▶ _Reading text_

That doesn’t mean the Switch OLED isn’t still a great piece of hardware, though, particularly as you won’t find games like Breath of the Wild 2 and Mario Kart 8 Deluxe anywhere else. Here’s what’s inside the Nintendo Switch OLED:
- Size: 9.5 x 0.55 x 4 inches (w x d x h)
- Weight: Approximately 0.71 lbs / 0.93 lbs with Joy-Con controllers attached
- Screen: Multi-touch capacitive touch screen / 7-inch OLED screen
- Resolution: 1280 x 720 (720p)
- CPU/GPU: Nvidia Custom Tegra processor
- Storage: 64GB (can be expanded using microSDHC or microSDXC cards up to 2TB)
- Wireless: WI-Fi (802.11 a/b/g/n/ac compliant)

▶ _Provided material_
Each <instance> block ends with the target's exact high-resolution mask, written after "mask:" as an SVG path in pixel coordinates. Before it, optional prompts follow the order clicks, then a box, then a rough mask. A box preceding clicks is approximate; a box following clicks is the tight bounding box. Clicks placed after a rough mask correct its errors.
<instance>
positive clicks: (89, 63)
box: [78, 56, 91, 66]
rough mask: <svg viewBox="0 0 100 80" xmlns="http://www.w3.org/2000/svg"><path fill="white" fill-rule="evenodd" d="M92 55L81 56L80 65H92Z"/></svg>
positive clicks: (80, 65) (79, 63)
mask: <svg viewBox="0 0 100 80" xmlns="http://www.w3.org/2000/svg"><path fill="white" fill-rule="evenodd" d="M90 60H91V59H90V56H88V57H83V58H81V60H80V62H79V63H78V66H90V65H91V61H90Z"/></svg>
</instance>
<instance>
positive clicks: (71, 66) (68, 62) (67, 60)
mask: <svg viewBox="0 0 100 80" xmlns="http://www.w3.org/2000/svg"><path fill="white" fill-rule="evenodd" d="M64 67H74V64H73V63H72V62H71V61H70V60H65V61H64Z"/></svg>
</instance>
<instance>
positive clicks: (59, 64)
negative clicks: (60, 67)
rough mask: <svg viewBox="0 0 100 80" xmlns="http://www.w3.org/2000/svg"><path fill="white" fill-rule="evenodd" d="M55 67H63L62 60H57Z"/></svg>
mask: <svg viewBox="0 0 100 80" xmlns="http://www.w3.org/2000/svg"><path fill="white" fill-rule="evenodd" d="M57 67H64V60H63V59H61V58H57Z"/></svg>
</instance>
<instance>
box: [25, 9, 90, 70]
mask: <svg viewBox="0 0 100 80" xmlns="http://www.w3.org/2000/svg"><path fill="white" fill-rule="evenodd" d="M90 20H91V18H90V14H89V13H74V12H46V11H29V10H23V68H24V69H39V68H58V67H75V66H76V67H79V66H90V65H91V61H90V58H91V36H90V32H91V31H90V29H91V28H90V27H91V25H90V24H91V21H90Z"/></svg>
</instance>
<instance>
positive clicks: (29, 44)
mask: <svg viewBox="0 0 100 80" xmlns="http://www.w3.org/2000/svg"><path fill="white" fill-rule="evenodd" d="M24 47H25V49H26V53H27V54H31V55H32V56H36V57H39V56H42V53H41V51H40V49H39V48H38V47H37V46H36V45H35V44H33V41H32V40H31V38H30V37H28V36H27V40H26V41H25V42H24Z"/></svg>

▶ _Instructions for the task_
Repeat the passage from the Nintendo Switch OLED text verbatim, starting at "- CPU/GPU: Nvidia" and ending at "(802.11 a/b/g/n/ac compliant)".

▶ _Task output_
- CPU/GPU: Nvidia Custom Tegra processor
- Storage: 64GB (can be expanded using microSDHC or microSDXC cards up to 2TB)
- Wireless: WI-Fi (802.11 a/b/g/n/ac compliant)